- **Objective**
Add 132 to every coordinate value in the answers below, then write out all the lines of the collected data again, keeping every line that is not an answer unchanged.

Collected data
══════

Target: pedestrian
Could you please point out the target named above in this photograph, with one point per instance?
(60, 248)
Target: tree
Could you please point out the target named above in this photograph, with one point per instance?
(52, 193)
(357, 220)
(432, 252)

══════

- **Result**
Target: pedestrian
Could you please point out the target named above in this photograph, with one point per instance?
(192, 380)
Target: tree
Could you please point out the target named above in this photograph, with one point per instance?
(184, 325)
(489, 352)
(564, 384)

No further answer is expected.